**TASK DIRECTIONS**:
Copy out every line from the rows below that contains the word "facade".
╭──
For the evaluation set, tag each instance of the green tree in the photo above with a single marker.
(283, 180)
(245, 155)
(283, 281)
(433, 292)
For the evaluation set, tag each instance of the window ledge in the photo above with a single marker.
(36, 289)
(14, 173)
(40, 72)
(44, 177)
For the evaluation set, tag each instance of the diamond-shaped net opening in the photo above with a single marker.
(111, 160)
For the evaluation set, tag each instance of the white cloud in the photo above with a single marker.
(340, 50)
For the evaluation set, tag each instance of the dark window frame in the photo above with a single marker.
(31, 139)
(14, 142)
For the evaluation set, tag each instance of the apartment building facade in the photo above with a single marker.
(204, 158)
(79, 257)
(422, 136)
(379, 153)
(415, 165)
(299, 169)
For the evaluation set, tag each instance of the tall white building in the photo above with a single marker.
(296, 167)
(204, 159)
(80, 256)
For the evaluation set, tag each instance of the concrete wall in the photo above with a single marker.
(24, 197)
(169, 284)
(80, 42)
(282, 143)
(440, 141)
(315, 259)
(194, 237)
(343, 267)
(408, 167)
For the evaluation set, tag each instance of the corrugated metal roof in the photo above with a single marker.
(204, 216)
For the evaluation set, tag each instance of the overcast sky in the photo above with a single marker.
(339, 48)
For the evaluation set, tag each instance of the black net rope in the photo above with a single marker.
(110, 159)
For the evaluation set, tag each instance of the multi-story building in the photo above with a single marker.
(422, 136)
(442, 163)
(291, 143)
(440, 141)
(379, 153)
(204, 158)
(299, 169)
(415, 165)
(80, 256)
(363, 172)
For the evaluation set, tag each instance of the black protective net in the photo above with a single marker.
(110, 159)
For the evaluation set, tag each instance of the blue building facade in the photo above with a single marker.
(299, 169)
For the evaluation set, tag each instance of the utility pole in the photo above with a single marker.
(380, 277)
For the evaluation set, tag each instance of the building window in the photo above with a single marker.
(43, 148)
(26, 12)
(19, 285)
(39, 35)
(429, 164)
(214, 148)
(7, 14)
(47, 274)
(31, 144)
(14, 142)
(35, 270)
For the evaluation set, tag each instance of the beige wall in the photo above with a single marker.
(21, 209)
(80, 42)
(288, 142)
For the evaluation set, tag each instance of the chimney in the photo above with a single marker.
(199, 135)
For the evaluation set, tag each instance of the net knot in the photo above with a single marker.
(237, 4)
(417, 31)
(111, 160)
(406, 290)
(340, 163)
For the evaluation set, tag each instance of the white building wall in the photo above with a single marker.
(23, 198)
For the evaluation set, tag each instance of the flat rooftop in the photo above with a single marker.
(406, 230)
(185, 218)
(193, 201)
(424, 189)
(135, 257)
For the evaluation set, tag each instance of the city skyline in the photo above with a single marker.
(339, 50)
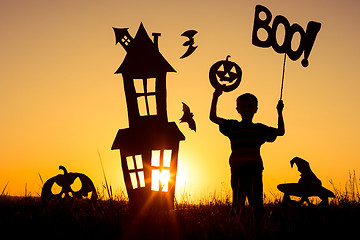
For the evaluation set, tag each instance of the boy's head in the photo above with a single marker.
(247, 105)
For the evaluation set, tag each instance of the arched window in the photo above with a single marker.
(146, 96)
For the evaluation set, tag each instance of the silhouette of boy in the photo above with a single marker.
(246, 139)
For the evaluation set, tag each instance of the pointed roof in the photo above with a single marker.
(143, 57)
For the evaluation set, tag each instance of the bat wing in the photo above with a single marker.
(189, 51)
(188, 117)
(189, 33)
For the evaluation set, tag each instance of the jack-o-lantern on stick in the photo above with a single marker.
(225, 75)
(65, 182)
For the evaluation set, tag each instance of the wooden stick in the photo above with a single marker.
(282, 80)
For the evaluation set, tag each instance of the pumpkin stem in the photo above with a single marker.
(63, 168)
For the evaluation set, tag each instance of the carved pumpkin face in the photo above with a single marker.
(65, 182)
(225, 75)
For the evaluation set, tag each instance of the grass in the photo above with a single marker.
(109, 218)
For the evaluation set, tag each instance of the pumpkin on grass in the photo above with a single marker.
(225, 75)
(65, 182)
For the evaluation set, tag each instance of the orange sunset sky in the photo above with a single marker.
(61, 102)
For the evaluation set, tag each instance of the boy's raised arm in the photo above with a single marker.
(281, 125)
(213, 115)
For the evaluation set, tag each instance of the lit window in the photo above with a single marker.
(146, 96)
(136, 171)
(167, 158)
(155, 158)
(160, 162)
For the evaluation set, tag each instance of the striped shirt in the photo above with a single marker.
(246, 140)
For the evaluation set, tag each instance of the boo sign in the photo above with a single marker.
(262, 21)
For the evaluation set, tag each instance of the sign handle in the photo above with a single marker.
(282, 80)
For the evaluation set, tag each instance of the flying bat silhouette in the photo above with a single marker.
(190, 34)
(188, 117)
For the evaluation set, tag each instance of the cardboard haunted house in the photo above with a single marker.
(149, 147)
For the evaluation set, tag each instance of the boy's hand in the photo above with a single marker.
(280, 106)
(218, 92)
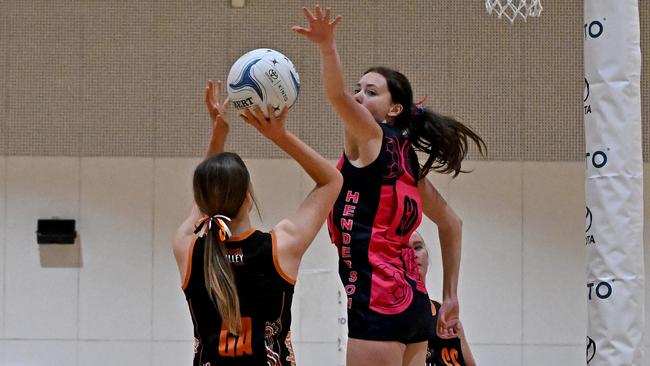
╰──
**ANSWER IN FULL**:
For the evaluation set, tag each instance of the apartment building facade in the photo above with a single marker.
For the evaluation set, tag each instance of the blue building facade in the photo above with a single marker.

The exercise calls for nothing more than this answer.